*Data extract:*
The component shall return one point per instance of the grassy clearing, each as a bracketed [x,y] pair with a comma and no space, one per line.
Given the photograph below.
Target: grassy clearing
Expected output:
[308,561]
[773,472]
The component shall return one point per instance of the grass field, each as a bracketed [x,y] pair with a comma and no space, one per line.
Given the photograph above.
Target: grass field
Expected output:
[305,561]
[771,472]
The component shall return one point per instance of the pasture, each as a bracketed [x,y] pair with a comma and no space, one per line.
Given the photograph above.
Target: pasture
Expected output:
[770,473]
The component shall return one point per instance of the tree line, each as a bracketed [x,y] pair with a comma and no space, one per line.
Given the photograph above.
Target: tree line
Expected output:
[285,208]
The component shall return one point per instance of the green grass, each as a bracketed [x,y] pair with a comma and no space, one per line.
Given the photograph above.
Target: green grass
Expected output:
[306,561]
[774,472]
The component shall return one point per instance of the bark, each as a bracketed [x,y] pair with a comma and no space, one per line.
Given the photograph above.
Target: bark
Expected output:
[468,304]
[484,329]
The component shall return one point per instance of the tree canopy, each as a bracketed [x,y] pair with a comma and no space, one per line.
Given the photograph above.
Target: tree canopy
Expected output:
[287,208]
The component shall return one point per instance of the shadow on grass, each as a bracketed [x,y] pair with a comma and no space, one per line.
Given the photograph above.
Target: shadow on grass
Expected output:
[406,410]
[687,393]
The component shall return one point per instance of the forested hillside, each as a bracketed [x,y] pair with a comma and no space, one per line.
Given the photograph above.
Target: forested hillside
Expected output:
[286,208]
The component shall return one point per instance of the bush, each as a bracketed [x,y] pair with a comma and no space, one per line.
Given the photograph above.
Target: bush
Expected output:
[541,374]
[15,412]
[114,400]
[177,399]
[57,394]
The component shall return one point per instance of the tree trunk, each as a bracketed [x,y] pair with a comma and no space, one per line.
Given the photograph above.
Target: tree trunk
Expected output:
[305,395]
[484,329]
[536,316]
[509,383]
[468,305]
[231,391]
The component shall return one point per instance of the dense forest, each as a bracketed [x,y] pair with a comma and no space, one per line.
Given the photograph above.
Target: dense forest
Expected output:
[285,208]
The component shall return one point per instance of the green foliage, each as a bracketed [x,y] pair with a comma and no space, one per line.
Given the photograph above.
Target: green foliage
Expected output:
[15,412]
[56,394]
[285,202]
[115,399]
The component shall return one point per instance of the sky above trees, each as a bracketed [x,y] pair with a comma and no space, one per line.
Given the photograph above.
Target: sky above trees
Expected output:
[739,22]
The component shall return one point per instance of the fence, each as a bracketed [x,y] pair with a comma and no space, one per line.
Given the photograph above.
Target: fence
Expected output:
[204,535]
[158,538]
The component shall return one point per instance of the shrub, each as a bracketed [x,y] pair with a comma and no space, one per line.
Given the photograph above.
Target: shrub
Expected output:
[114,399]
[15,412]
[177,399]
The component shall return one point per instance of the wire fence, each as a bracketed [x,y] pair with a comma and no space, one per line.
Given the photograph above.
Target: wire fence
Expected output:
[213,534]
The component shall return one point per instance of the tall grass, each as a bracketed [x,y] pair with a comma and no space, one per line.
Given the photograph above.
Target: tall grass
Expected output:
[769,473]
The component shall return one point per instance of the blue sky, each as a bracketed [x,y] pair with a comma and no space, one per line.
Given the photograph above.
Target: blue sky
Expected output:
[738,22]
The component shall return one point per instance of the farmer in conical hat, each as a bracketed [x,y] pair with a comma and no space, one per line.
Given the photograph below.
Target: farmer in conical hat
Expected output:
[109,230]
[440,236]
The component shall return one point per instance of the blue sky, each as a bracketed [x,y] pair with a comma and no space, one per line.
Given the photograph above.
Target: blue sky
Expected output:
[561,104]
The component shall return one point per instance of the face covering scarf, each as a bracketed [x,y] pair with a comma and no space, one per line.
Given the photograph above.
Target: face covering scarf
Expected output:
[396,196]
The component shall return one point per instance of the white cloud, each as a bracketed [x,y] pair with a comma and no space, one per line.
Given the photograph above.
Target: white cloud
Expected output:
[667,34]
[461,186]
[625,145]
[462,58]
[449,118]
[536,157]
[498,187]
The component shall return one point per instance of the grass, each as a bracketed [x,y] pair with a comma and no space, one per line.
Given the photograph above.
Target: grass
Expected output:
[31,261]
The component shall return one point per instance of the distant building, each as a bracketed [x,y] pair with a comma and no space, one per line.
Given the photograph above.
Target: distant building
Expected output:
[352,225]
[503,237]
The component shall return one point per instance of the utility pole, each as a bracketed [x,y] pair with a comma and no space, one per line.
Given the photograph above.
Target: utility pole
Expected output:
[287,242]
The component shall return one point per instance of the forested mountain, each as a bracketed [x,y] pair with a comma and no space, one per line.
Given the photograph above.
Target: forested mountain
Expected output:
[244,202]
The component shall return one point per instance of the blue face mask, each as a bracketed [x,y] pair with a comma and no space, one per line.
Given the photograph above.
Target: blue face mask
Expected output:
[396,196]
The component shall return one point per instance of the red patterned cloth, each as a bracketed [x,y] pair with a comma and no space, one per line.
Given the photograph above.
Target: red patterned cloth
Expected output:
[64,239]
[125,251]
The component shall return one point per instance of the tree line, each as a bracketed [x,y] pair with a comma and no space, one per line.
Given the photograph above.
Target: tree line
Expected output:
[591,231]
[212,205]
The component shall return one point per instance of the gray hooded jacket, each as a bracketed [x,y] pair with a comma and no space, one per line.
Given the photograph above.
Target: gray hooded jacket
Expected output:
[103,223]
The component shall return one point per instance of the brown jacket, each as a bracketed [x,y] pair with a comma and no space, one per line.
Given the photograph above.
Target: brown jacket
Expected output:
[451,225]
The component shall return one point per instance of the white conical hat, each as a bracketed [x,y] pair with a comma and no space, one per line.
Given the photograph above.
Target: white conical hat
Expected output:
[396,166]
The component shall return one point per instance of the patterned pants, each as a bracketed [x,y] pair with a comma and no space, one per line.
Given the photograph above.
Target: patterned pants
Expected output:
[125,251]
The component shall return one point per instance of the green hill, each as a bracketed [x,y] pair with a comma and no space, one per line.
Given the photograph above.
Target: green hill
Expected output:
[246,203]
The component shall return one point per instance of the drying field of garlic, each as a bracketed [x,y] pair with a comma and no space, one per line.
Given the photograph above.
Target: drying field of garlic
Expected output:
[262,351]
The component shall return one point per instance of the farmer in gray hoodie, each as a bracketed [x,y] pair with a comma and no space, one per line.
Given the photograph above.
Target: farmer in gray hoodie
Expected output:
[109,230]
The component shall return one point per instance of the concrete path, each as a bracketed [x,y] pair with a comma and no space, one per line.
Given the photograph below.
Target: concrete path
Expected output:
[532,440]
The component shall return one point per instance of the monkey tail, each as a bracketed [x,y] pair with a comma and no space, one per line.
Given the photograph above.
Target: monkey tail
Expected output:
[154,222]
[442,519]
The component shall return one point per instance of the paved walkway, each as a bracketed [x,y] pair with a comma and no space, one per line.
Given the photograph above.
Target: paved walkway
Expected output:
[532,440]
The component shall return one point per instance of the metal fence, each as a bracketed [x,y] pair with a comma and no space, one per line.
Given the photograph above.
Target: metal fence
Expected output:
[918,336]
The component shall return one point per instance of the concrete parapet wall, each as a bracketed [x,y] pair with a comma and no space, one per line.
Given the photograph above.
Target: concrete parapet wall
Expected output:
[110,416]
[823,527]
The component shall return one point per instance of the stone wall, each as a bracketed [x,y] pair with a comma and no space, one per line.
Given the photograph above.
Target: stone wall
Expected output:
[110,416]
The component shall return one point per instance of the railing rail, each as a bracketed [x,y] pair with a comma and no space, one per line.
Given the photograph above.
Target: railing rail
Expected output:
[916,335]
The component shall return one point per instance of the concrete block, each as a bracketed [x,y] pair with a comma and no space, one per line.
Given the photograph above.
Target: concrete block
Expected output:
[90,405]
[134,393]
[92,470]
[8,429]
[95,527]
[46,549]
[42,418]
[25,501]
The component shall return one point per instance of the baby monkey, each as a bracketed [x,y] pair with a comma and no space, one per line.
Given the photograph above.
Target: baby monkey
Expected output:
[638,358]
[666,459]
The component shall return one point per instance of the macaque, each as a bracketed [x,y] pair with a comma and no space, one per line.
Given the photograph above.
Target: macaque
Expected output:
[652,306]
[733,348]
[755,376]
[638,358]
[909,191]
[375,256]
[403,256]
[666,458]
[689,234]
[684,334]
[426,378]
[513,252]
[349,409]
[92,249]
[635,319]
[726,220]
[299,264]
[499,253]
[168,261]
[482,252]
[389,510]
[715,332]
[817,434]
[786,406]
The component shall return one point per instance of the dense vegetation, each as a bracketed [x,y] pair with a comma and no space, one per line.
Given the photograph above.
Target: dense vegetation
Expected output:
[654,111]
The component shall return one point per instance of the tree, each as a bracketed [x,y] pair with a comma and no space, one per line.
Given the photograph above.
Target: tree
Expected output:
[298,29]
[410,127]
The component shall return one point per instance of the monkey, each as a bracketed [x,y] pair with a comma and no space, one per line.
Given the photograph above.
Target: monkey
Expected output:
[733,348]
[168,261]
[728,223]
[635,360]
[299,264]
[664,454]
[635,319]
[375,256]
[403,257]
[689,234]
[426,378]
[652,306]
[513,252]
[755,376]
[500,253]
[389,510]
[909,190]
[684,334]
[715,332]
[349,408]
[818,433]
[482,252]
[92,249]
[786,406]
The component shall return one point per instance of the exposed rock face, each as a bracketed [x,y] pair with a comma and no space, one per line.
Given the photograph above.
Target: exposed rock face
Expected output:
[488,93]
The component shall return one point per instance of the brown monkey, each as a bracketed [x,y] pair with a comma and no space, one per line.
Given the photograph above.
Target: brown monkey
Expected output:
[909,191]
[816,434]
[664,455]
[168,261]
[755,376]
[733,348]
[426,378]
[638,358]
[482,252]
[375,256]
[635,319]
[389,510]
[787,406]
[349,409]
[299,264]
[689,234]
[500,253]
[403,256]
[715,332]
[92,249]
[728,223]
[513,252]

*The request:* Copy exactly the lines from the one containing "the tree, each" through the last line of the records, both included, and nothing else.

*Answer to the task:*
The component shall return one point per instance of the tree, each as a bracketed [x,y] pair with a comma and no space, one per line.
Given the photograph above.
Target: tree
Expected output:
[298,29]
[410,127]
The component shall return one point per instance of the monkey, each as a bracketed [x,y] pair with a comma and no space, one per line.
Given the photograph above.
Target: monkey
Expected output:
[733,348]
[168,261]
[728,223]
[635,360]
[299,264]
[664,454]
[635,319]
[375,256]
[403,257]
[689,234]
[426,378]
[652,306]
[513,252]
[755,376]
[500,253]
[389,510]
[909,190]
[684,334]
[715,332]
[349,408]
[818,433]
[482,252]
[92,249]
[786,406]
The component shall return one point per instance of the exposed rock face, each as a bracketed [x,y] pair with a comma and no space, one per line.
Given the photograph above.
Target: exposed rock face
Expected output:
[488,93]
The component shall return one point per instance of the brown monkey, each as a bracketed [x,y] pair with a comma and no space, one per line.
Given the photograph above.
Target: brown monkey
Expected output:
[909,191]
[816,434]
[664,455]
[168,261]
[755,376]
[733,348]
[426,378]
[638,358]
[482,252]
[375,256]
[635,319]
[389,510]
[787,406]
[349,409]
[299,264]
[689,234]
[500,253]
[403,256]
[715,332]
[92,249]
[728,223]
[513,252]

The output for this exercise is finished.